» **EXERCISE AIM**: Write out all of the material below, keeping every line and character unchanged.

────

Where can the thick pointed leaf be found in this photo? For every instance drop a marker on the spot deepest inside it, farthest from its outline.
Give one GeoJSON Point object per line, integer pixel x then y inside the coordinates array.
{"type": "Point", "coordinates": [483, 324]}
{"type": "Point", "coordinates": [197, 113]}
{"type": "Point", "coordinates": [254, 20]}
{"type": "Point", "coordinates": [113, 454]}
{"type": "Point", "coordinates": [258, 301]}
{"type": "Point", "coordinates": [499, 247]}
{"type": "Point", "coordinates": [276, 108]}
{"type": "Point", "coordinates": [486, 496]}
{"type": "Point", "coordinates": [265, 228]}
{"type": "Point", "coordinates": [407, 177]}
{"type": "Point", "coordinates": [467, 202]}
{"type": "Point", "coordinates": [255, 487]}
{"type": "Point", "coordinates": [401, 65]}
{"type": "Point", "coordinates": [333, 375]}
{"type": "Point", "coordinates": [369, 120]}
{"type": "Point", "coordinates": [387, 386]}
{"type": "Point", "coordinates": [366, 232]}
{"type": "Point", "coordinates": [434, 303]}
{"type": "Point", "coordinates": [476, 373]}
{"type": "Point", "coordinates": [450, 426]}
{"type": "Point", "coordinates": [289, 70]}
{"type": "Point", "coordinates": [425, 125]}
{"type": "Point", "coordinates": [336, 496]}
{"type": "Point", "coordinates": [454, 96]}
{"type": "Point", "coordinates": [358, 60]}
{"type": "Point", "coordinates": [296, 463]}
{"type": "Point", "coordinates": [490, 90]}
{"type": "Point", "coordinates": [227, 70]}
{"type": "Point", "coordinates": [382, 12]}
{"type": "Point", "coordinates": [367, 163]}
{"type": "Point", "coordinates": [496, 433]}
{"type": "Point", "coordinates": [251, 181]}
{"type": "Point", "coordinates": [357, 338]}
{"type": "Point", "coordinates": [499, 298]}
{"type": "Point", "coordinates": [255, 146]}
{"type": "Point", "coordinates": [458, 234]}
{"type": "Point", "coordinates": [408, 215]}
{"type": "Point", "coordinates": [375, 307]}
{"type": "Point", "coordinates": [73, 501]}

────

» **SOLUTION TO THIS PROBLEM**:
Where can the thick pointed leaf be found in this photo? For every instance drop a marker on the spot deepest inside it, farthest from its outline.
Give one GeoJSON Point object per line, integer pixel x then y inside the coordinates array.
{"type": "Point", "coordinates": [483, 324]}
{"type": "Point", "coordinates": [197, 113]}
{"type": "Point", "coordinates": [254, 20]}
{"type": "Point", "coordinates": [113, 454]}
{"type": "Point", "coordinates": [258, 301]}
{"type": "Point", "coordinates": [499, 247]}
{"type": "Point", "coordinates": [276, 108]}
{"type": "Point", "coordinates": [486, 496]}
{"type": "Point", "coordinates": [265, 228]}
{"type": "Point", "coordinates": [407, 177]}
{"type": "Point", "coordinates": [467, 202]}
{"type": "Point", "coordinates": [255, 487]}
{"type": "Point", "coordinates": [401, 65]}
{"type": "Point", "coordinates": [333, 375]}
{"type": "Point", "coordinates": [369, 120]}
{"type": "Point", "coordinates": [387, 386]}
{"type": "Point", "coordinates": [366, 232]}
{"type": "Point", "coordinates": [434, 303]}
{"type": "Point", "coordinates": [476, 373]}
{"type": "Point", "coordinates": [450, 426]}
{"type": "Point", "coordinates": [289, 70]}
{"type": "Point", "coordinates": [425, 125]}
{"type": "Point", "coordinates": [336, 496]}
{"type": "Point", "coordinates": [454, 96]}
{"type": "Point", "coordinates": [358, 60]}
{"type": "Point", "coordinates": [296, 463]}
{"type": "Point", "coordinates": [490, 90]}
{"type": "Point", "coordinates": [227, 70]}
{"type": "Point", "coordinates": [382, 12]}
{"type": "Point", "coordinates": [367, 163]}
{"type": "Point", "coordinates": [496, 433]}
{"type": "Point", "coordinates": [251, 181]}
{"type": "Point", "coordinates": [357, 338]}
{"type": "Point", "coordinates": [499, 298]}
{"type": "Point", "coordinates": [255, 146]}
{"type": "Point", "coordinates": [458, 234]}
{"type": "Point", "coordinates": [408, 215]}
{"type": "Point", "coordinates": [375, 307]}
{"type": "Point", "coordinates": [73, 501]}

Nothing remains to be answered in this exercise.